GIVEN INFORMATION:
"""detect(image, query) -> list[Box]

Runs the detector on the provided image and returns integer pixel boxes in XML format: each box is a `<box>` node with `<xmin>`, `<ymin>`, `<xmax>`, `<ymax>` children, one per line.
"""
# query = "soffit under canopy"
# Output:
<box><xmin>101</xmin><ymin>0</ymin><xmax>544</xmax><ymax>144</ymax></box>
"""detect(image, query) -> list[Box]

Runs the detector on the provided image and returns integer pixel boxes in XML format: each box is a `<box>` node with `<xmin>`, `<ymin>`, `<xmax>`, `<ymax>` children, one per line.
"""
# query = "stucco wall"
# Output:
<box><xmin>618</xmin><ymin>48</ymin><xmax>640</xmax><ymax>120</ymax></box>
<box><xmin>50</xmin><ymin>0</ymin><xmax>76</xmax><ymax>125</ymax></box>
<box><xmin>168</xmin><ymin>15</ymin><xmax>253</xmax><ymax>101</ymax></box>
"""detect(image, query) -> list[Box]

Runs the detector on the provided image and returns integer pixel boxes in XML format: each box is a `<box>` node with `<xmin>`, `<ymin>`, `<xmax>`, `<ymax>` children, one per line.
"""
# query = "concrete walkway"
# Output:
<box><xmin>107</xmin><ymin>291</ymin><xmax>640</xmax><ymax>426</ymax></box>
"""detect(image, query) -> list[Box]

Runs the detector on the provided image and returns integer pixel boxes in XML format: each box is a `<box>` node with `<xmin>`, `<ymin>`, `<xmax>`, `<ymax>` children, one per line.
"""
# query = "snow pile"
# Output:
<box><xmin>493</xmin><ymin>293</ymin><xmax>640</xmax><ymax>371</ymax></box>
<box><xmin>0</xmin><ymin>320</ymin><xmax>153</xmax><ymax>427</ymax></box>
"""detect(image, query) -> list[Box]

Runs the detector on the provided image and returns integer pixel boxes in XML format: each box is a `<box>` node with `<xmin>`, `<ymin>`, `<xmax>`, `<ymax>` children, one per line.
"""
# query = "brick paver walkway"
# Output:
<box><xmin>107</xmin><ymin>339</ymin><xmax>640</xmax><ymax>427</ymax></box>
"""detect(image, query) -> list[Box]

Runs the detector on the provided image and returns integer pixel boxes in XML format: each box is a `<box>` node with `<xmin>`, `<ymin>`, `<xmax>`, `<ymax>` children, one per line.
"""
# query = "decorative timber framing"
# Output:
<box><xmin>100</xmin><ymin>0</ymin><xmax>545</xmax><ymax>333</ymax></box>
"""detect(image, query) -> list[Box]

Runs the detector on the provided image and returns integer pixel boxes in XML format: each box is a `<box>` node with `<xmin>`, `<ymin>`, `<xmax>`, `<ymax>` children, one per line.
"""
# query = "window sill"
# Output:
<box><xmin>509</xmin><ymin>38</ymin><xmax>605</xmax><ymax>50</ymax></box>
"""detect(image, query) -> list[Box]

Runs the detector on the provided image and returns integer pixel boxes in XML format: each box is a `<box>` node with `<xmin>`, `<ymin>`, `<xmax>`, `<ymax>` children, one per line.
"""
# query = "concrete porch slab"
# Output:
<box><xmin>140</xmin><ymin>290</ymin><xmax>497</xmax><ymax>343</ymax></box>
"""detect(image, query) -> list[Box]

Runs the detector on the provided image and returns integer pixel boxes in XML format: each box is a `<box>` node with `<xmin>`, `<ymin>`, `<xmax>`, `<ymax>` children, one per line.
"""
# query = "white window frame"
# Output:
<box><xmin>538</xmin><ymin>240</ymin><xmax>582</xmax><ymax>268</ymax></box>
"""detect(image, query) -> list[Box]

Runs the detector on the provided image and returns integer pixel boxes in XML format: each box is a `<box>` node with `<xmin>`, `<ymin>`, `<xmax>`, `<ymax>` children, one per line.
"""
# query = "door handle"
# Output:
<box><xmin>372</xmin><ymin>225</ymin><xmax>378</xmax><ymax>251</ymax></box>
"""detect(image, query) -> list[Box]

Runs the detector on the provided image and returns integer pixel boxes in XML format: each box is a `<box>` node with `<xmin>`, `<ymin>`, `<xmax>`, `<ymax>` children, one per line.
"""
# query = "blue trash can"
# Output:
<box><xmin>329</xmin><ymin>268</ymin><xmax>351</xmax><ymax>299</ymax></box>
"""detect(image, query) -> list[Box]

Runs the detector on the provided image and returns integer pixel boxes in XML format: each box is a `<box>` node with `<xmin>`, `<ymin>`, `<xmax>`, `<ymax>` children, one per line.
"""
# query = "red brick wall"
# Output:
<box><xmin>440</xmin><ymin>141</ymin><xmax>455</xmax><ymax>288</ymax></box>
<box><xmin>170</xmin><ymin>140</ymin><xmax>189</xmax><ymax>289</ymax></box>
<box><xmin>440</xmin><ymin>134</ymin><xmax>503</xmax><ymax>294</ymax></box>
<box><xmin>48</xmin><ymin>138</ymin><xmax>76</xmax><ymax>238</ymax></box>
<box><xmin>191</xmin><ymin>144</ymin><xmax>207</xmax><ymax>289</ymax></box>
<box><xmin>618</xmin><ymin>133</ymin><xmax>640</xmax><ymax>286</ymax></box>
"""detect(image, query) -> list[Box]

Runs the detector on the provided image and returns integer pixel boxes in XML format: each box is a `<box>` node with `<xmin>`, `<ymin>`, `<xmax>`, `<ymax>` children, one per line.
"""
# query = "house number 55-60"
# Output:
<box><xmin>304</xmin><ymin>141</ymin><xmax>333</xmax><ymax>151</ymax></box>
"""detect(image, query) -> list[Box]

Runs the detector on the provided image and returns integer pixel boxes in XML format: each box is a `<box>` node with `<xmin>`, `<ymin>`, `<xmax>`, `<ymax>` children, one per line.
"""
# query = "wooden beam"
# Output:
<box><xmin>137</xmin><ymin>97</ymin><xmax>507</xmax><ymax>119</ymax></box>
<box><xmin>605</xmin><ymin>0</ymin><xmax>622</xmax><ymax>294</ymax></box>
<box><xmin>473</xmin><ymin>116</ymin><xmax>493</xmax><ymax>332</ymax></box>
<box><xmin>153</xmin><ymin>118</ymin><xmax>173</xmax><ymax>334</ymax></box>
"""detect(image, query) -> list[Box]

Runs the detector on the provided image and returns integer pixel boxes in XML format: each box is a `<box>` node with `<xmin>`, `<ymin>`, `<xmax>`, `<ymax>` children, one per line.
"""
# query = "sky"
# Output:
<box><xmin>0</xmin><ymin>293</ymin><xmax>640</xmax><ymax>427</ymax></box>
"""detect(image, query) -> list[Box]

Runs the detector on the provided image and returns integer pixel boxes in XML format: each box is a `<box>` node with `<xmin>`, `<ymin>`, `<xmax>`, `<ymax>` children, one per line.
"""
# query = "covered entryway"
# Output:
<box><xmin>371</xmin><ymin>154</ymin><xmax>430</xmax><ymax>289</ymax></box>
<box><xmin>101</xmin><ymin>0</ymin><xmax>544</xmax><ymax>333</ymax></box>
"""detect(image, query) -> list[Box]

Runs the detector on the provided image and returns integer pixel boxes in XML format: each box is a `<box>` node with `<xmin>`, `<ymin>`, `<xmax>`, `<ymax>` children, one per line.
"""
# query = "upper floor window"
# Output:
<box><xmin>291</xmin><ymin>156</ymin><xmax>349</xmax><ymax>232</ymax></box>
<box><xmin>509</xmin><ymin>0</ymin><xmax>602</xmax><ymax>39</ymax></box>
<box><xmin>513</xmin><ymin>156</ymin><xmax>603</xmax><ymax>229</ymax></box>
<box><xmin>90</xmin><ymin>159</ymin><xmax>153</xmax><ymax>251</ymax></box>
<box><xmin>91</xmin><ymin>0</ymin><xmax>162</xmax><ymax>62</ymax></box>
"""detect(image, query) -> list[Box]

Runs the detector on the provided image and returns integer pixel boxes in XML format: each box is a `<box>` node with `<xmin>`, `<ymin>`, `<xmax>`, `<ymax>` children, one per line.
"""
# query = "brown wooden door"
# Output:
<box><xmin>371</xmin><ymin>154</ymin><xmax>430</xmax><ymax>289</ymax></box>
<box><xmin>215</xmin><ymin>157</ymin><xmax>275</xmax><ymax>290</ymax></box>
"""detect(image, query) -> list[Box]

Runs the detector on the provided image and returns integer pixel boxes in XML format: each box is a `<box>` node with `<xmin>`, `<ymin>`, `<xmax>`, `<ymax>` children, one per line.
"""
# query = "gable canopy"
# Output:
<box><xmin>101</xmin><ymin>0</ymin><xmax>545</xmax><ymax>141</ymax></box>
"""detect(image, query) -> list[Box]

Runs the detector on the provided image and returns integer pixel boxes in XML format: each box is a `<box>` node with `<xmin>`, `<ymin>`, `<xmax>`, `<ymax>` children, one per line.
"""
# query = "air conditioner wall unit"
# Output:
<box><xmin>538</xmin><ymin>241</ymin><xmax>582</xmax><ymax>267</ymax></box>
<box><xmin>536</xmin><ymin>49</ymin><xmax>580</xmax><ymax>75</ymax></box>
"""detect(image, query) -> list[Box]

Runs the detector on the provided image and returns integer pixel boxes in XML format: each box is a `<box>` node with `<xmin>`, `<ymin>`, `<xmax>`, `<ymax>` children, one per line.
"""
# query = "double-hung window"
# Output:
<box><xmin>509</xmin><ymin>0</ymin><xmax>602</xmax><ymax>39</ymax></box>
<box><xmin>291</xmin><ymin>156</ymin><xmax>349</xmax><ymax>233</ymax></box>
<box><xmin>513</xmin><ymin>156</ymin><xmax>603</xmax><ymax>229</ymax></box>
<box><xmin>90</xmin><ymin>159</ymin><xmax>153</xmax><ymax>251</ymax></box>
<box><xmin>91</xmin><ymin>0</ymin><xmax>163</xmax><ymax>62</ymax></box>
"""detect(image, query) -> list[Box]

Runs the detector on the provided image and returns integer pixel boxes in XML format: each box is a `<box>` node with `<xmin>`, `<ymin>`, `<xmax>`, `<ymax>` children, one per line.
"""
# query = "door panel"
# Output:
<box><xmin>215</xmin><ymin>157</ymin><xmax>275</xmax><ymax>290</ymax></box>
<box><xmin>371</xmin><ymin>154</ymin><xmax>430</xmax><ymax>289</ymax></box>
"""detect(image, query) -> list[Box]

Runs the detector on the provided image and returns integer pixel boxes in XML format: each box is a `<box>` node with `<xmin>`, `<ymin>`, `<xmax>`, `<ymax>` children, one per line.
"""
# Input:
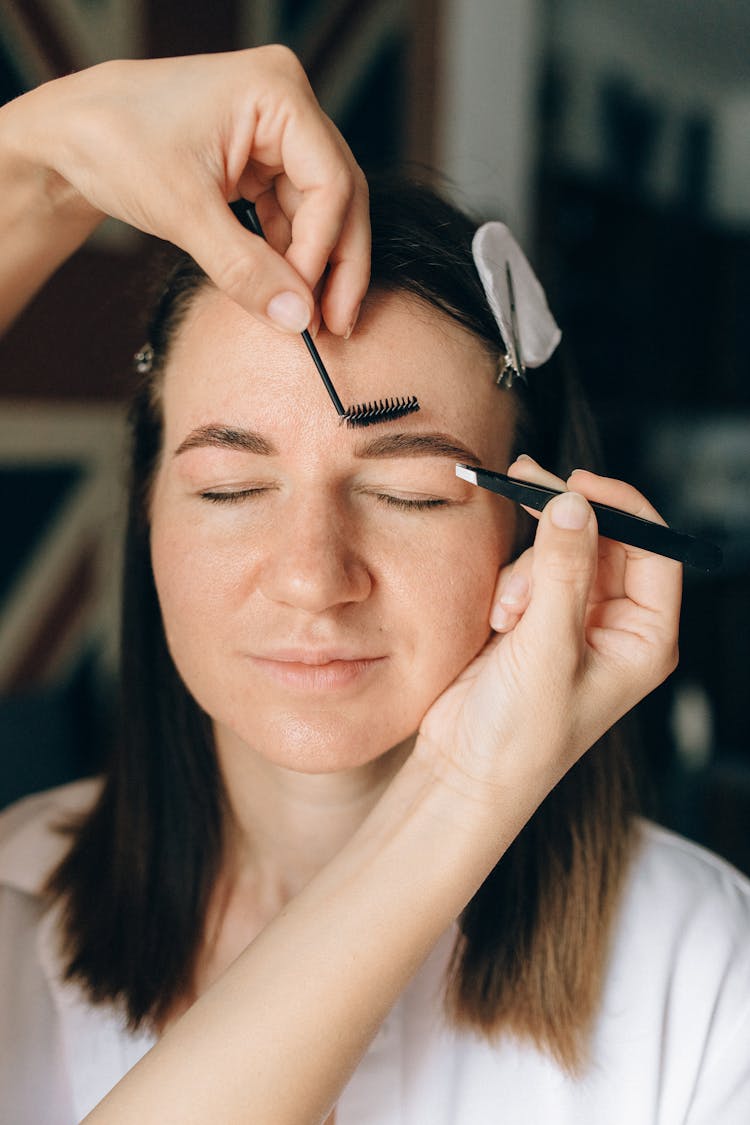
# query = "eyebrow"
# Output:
<box><xmin>174</xmin><ymin>424</ymin><xmax>481</xmax><ymax>466</ymax></box>
<box><xmin>174</xmin><ymin>424</ymin><xmax>279</xmax><ymax>457</ymax></box>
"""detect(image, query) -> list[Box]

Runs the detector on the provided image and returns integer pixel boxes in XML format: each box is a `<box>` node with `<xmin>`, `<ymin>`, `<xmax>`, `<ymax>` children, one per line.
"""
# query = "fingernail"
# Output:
<box><xmin>489</xmin><ymin>602</ymin><xmax>512</xmax><ymax>632</ymax></box>
<box><xmin>344</xmin><ymin>305</ymin><xmax>362</xmax><ymax>340</ymax></box>
<box><xmin>265</xmin><ymin>293</ymin><xmax>310</xmax><ymax>332</ymax></box>
<box><xmin>499</xmin><ymin>574</ymin><xmax>528</xmax><ymax>605</ymax></box>
<box><xmin>550</xmin><ymin>493</ymin><xmax>589</xmax><ymax>531</ymax></box>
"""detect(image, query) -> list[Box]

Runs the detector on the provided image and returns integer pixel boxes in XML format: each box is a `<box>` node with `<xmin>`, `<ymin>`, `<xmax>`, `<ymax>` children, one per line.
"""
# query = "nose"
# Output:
<box><xmin>259</xmin><ymin>492</ymin><xmax>372</xmax><ymax>613</ymax></box>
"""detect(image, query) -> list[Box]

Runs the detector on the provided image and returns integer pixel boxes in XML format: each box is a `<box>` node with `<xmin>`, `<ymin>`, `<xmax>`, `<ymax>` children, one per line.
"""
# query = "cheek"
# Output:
<box><xmin>151</xmin><ymin>499</ymin><xmax>249</xmax><ymax>658</ymax></box>
<box><xmin>390</xmin><ymin>520</ymin><xmax>513</xmax><ymax>691</ymax></box>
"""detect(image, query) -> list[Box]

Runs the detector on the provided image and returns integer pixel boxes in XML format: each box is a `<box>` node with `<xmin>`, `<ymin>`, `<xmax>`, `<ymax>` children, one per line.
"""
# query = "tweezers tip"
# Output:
<box><xmin>455</xmin><ymin>461</ymin><xmax>477</xmax><ymax>485</ymax></box>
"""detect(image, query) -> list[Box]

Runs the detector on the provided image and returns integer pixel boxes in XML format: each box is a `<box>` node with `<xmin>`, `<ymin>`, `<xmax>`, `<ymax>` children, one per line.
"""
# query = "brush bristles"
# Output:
<box><xmin>342</xmin><ymin>395</ymin><xmax>419</xmax><ymax>425</ymax></box>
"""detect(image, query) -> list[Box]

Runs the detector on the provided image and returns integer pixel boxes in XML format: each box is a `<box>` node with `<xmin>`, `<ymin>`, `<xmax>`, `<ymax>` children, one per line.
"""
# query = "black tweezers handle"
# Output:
<box><xmin>463</xmin><ymin>465</ymin><xmax>722</xmax><ymax>570</ymax></box>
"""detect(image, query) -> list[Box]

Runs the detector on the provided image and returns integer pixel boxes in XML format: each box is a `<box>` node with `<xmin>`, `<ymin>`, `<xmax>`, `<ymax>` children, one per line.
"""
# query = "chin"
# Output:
<box><xmin>215</xmin><ymin>713</ymin><xmax>419</xmax><ymax>774</ymax></box>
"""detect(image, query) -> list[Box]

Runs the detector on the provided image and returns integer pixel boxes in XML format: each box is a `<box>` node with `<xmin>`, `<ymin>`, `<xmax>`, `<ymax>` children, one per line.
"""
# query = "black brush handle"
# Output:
<box><xmin>229</xmin><ymin>199</ymin><xmax>346</xmax><ymax>417</ymax></box>
<box><xmin>463</xmin><ymin>465</ymin><xmax>722</xmax><ymax>570</ymax></box>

SHORT PROBLEM: Identify every line in the records above that contains the string "walkway", and copy each of those lines.

EXPECTED ANSWER:
# query = "concrete walkway"
# query = "brick paver walkway"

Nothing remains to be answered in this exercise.